--- start of Data for this exercise ---

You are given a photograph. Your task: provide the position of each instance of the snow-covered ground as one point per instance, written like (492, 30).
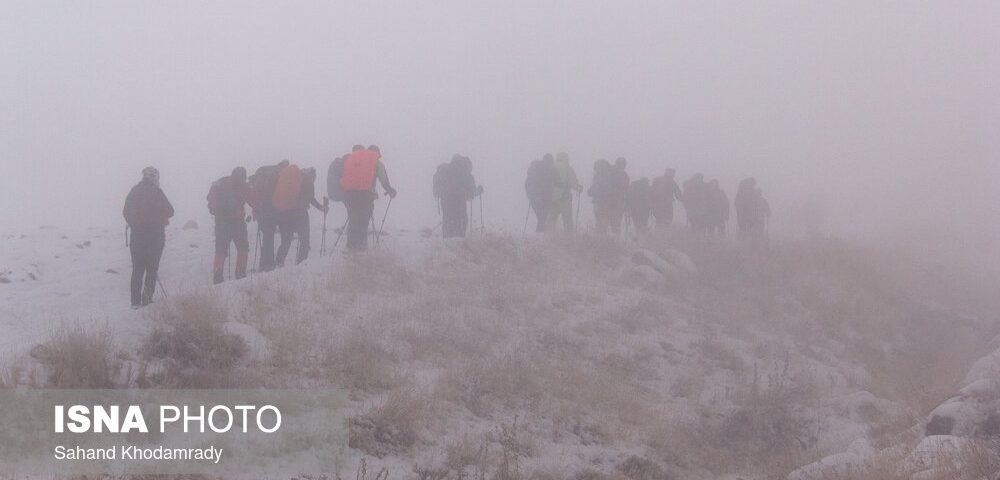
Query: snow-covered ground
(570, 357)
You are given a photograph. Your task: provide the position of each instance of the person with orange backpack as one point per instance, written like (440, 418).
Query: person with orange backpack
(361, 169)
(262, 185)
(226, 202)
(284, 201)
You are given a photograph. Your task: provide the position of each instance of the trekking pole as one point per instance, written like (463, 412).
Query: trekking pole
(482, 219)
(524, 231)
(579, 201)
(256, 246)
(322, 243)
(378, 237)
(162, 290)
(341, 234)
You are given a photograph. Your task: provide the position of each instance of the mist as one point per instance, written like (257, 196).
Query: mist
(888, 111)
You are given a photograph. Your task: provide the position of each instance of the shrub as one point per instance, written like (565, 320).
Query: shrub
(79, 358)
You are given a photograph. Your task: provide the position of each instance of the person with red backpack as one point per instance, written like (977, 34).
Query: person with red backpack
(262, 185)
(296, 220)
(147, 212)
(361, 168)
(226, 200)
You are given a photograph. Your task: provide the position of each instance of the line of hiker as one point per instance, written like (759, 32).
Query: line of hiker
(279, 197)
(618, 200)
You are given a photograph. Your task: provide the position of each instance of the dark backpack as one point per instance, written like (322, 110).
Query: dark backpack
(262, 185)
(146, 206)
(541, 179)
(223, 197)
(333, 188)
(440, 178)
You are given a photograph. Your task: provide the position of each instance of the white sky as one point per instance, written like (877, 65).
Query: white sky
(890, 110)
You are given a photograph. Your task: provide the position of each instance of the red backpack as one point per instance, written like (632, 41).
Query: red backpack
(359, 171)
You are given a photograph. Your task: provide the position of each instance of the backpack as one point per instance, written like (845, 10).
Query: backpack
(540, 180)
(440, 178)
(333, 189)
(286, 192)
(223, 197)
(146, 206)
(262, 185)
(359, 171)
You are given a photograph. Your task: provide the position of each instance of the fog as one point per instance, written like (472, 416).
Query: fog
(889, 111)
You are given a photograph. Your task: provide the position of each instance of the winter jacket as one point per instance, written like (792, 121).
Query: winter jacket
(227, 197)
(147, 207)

--- end of Data for this exercise ---
--- start of Data for this exercise ---

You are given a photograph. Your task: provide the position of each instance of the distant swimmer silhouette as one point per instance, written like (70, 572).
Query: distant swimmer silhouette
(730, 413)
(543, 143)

--- end of Data for this exercise ---

## [Work to complete]
Display each line of the material above that contains the string "silhouette".

## [Completed task]
You are given a photograph. Your task: provide the position of each instance of the distant swimmer silhouette as one point per instance, written like (70, 572).
Query: distant swimmer silhouette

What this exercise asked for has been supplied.